WHAT THE TASK REQUIRES – Go through the data below line by line. Give only the number of lines that contain "cardigan".

DATASET CONTENT –
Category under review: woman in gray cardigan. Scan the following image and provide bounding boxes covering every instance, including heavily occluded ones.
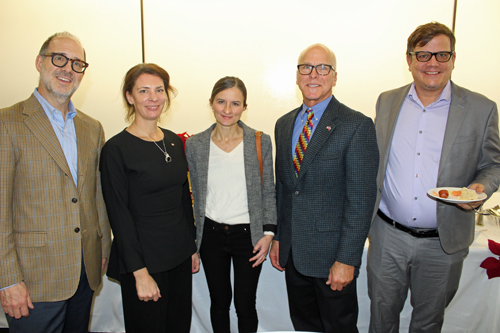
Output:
[185,77,277,333]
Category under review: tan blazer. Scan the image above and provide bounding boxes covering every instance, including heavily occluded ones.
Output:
[0,94,111,302]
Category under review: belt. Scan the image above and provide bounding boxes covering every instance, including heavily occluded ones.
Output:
[377,210,439,238]
[204,217,250,231]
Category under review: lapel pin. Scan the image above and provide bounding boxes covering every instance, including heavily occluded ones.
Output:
[171,143,175,146]
[326,126,331,131]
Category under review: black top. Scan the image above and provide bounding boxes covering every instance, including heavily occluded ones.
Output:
[100,128,196,280]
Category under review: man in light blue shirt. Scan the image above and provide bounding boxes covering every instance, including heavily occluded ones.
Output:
[368,22,500,333]
[272,43,379,332]
[0,32,111,333]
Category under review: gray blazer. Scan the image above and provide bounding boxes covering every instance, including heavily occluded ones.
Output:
[275,96,379,278]
[374,81,500,254]
[185,121,277,251]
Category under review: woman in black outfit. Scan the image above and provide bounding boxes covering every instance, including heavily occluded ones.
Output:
[100,63,198,333]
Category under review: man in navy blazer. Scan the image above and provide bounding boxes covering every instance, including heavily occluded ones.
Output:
[270,44,379,332]
[367,22,500,333]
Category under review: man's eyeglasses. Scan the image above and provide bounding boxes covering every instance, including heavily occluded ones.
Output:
[408,51,454,63]
[297,64,335,76]
[42,53,89,73]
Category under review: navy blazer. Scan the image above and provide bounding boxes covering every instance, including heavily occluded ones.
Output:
[275,95,379,278]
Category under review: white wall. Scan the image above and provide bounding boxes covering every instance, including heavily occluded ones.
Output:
[143,0,456,136]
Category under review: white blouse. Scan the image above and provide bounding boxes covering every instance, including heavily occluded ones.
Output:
[205,140,250,225]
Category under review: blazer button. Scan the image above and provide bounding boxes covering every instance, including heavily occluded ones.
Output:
[71,198,78,203]
[74,227,80,233]
[295,191,299,195]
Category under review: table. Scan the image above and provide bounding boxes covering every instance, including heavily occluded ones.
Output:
[2,216,500,332]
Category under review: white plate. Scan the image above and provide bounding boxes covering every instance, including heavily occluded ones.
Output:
[427,187,487,204]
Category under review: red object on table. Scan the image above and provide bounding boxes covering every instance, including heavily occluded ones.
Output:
[480,239,500,279]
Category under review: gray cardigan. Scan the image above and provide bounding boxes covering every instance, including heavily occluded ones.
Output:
[185,121,277,251]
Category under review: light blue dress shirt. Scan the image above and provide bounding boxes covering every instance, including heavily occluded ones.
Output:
[291,95,333,156]
[34,88,78,185]
[379,81,452,228]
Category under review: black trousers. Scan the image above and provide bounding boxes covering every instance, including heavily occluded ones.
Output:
[285,253,359,333]
[200,218,263,333]
[120,256,193,333]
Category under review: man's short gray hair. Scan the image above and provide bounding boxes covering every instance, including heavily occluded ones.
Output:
[39,31,86,61]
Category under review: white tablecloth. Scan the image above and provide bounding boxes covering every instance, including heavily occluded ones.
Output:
[2,216,500,332]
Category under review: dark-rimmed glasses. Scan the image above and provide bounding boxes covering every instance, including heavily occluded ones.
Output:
[42,53,89,73]
[408,51,454,63]
[297,64,335,76]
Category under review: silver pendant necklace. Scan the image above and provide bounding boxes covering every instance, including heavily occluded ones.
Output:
[134,123,172,163]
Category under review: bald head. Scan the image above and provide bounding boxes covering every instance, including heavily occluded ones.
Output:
[298,43,336,70]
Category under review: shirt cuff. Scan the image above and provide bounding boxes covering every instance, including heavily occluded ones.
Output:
[0,282,19,291]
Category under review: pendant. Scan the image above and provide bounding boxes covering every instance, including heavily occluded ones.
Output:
[165,152,172,163]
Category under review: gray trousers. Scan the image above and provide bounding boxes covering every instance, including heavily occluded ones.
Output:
[367,215,468,333]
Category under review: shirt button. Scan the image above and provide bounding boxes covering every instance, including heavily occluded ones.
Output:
[74,227,80,233]
[413,218,417,221]
[415,174,419,177]
[419,131,423,134]
[414,197,418,200]
[417,152,420,156]
[71,198,78,203]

EXERCISE RESULT – 2